| Problem to solve |
Would you return, word for word, the lines of the data below from the line with "target | reflection on water" through the line with "target | creek rock", and no others?

| Referring expression data |
Content starts
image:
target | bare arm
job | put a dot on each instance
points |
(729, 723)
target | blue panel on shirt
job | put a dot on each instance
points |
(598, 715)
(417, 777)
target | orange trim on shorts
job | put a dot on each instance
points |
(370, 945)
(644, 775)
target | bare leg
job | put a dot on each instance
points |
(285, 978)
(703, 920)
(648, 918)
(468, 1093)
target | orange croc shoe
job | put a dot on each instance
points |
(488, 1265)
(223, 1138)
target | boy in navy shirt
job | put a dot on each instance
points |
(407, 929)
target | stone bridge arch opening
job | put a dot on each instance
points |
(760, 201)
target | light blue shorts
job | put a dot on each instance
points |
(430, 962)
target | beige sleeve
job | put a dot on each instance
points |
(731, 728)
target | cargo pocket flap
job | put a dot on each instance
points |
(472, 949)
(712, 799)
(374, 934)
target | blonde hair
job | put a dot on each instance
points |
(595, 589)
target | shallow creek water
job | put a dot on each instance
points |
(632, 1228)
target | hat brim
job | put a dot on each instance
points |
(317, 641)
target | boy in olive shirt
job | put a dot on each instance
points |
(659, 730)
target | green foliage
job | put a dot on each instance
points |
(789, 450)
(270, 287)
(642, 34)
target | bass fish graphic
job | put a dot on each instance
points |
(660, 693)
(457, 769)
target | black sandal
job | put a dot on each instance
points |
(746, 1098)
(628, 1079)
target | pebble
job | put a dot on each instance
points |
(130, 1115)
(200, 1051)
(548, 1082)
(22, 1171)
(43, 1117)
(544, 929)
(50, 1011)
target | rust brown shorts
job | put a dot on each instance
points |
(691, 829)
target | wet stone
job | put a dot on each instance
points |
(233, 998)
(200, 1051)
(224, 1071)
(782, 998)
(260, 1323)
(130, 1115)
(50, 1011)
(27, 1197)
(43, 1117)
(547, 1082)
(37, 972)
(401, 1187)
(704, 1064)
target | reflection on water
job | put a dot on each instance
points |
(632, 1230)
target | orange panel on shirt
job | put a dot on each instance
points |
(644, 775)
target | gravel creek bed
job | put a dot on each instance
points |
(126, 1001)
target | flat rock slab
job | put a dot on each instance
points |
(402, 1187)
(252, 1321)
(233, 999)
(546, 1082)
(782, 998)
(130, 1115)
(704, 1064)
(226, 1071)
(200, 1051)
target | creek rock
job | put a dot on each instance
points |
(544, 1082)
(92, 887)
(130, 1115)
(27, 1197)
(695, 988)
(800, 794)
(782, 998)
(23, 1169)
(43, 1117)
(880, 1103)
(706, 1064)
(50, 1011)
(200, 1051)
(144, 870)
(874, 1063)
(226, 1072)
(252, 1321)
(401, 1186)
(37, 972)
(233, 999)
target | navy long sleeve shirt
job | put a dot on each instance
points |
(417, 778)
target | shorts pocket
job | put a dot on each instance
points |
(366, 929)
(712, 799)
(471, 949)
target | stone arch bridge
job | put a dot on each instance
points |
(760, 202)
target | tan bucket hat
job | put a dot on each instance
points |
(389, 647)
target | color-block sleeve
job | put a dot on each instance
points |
Content ends
| Output for this task |
target | reflection on water
job | put a dot on each instance
points |
(632, 1230)
target | orange panel on shirt
job | put a dot on each instance
points |
(644, 775)
target | gravel creek bed
job | put a dot on each instance
points |
(126, 1001)
target | flat rock slab
job | put a dot on each instance
points |
(402, 1187)
(252, 1321)
(233, 999)
(546, 1082)
(782, 998)
(130, 1115)
(704, 1064)
(226, 1071)
(200, 1051)
target | creek rock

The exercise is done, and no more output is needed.